Le combat de Michel Rocard a été de réconcilier la gauche et le réel. Il s’est toujours inscrit dans le sillage de Pierre Mendès-France : pour paraphraser le titre d’un livre de celui-ci, « La vérité guidait ses pas ». Il réussit l’exploit d’être à la fois totalement de gauche – c’est-à-dire idéaliste, volontariste, à l’occasion utopiste – et totalement réaliste – conscient qu’il était que l’économie de marché ne pouvait ni imposer sa loi, ni connaître d’alternative globale. Sa gauche, la fameuse « deuxième gauche » était décentralisatrice plutôt que jacobine, respectueuse de l’Etat, qu’il avait servi avec honneur, et ouverte à la société civile. Elle voulait combattre toutes les inégalités, de toute nature. Elle était culturelle, éducative autant qu’économiste. Elle était réformiste, inscrite dans le temps long. C’est ce sillon qu’il a creusé, depuis ses positions sur la guerre d’Algérie jusqu’à son action de Premier ministre. Il laisse à la France de grandes réformes – la CSG, impôt universel et stable, le RMI, qui pour la première fois offrait un revenu au plus pauvres, aux plus précaires – une méthode de dialogue et de recherche du consensus – qui a permis de trouver une voie en Nouvelle-Calédonie. Et il a su, pendant ses années au gouvernement, permettre à l’économie de croitre fortement. Enfin, le jeune conseiller budgétaire de Lionel Jospin que je fus entre 1988 et 1990 ne peut oublier que c’est grâce à lui que l’éducation nationale est devenue la première priorité, le premier budget de la Nation, devant la défense.

**Liste des enregistrements:**
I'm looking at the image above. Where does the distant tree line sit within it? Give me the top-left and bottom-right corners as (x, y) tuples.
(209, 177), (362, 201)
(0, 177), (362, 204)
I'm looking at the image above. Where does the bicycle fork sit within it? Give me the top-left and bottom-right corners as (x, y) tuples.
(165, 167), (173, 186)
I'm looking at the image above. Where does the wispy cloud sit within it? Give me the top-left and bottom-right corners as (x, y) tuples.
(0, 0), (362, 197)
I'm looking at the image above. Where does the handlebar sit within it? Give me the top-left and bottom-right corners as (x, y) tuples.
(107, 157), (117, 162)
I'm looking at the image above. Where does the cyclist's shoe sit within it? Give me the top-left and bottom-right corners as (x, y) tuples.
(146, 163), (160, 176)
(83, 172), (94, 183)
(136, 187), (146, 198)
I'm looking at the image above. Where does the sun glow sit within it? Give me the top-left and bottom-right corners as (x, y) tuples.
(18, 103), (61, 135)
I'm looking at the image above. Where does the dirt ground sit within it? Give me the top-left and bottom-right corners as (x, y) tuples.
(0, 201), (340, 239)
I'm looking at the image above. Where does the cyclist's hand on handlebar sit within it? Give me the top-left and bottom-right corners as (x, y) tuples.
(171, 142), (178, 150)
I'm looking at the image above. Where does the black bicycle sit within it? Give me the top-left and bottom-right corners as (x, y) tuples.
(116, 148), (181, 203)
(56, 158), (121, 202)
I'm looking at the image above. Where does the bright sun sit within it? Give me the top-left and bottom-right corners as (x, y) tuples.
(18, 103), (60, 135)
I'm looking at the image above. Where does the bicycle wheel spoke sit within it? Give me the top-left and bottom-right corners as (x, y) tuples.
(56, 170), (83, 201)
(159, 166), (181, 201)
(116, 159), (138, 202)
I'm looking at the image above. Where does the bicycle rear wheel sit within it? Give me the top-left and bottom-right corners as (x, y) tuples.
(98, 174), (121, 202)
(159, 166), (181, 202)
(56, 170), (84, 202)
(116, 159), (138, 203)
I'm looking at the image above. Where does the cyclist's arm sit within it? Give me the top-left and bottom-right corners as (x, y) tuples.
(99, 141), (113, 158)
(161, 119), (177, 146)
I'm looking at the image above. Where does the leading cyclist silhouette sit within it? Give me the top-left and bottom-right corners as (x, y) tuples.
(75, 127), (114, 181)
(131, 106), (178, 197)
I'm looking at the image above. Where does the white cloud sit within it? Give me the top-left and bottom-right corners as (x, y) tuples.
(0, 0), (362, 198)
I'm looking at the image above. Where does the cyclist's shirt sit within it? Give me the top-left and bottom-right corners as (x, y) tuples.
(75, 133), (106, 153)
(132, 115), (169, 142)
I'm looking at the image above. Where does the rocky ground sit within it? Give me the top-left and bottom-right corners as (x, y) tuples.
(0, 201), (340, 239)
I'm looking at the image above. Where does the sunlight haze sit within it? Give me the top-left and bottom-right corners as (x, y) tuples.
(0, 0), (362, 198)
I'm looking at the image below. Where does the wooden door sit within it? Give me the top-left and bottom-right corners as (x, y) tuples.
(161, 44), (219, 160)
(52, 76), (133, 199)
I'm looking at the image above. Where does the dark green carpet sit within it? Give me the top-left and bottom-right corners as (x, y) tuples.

**Consignes:**
1. Répondez aux questions suivantes à partir du texte sur Michel Rocard.
(a) Dans le sillage de quel homme politique Michel Rocard s'est-il toujours inscrit ?
(b) Quelles sont les deux grandes réformes que Michel Rocard laisse à la France selon le texte ?
(c) Entre quelles années l'auteur a-t-il été conseiller budgétaire de Lionel Jospin ?
2. Reprenez le texte sur Michel Rocard après sa dernière phrase et prolongez-le de quelques phrases.

**Corrigé:**
1.
(a) Pierre Mendès-France.
(b) La CSG et le RMI.
(c) Entre 1988 et 1990.

2.
On comprendra que je dise un mot du Rocard européen. Michel était internationaliste, il se battait pour « l’organisation de la planète » – l’Afrique et les « pôles » le passionnaient. Il était révolté par les dégâts de la finance sans frein et sans raison. Il croyait à la pertinence de régulations puissantes. C’est pourquoi il était un Européen engagé et enthousiaste. Je crois que ses quinze années au Parlement européen, après sa vie politique active, furent des années heureuses. Il y a laissé plus qu’un grand souvenir, une trace, celle d’un homme dont l’autorité morale et politique comptait. Il avait des conceptions fortes, des intuitions puissantes, des fulgurances, qu’on pouvait partager – ou non. Comme lui, je pense que la relation entre l’Union européenne et la Turquie est décisive, même s’il faut aujourd’hui constater et surmonter certaines difficultés. Contrairement à lui, je ne crois pas que l’Europe soit « finie », comme il le disait dans ses dernières années, ni que le Brexit ait été souhaitable. Mais dès lors qu’il est intervenu, il faut le transformer en opportunité, ne pas se contenter d’un statu quo bancal, mais repartir à l’offensive, notamment dans le cadre de la zone euro.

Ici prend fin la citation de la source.